• ENUNCIADO DA TAREFA: No texto sobre o futebol brasileiro na década de 1950, quantos aparelhos de TV havia no Brasil em 1956?

• TEXTO CITADO:
-*-*-

“No tempo em que Pelé era
o Ademir”
Nelson Rodrigues
1955 Adeus Ademir
Em meados da década de 1950 era
possível observar algumas mudanças sutis no futebol brasileiro provocado por
vários fatores. A primeira alteração foi o crescimento da TV como meio de
comunicação nesta década e o início da transmissões esportivas ao vivo. Outra
variação foi a perda da importância das disputas entre paulistas e cariocas,
principalmente entre os selecionados. Esta era a competição que mais envolvia
torcida nos anos 1940.
A entrada da TV no futebol, não
substituiu a força do rádio nos anos 1950 nem tirou o público dos estádios. No
entanto, o crescimento da TV era inegável. Basta considerarmos a evolução da TV
no Brasil: em 1956, havia 70.000 aparelhos. Este número multiplicou em 1960,
saltando para 1.200.000, sendo que no Rio de Janeiro havia 230.000 aparelhos.

-*-*-

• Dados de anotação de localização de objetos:

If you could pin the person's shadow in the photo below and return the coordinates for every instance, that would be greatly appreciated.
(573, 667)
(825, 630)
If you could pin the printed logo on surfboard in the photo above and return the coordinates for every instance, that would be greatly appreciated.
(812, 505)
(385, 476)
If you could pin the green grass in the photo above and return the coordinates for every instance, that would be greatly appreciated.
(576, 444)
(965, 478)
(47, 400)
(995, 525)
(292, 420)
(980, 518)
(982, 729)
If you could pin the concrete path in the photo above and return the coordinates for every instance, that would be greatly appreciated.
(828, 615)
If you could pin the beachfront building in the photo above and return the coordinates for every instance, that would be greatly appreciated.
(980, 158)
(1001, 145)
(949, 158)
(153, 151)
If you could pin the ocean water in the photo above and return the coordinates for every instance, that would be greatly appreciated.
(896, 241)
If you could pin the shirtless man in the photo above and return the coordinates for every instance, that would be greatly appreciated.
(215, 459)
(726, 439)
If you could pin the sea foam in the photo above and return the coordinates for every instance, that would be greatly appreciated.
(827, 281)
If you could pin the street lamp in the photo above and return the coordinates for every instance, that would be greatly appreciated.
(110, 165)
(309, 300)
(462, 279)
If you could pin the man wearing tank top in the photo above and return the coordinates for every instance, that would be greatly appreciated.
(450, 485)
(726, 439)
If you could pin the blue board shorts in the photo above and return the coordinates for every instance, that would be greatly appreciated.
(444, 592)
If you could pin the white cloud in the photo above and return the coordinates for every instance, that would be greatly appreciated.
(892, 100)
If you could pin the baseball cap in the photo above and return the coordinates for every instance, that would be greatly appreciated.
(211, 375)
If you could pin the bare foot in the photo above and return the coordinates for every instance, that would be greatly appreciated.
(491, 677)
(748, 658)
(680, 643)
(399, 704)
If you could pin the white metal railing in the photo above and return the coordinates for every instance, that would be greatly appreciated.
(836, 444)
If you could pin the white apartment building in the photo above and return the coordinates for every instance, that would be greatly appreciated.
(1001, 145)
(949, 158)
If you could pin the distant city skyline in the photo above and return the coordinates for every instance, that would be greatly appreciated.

-*-*-

• RESPOSTA DO EXERCÍCIO: Havia 70.000 aparelhos.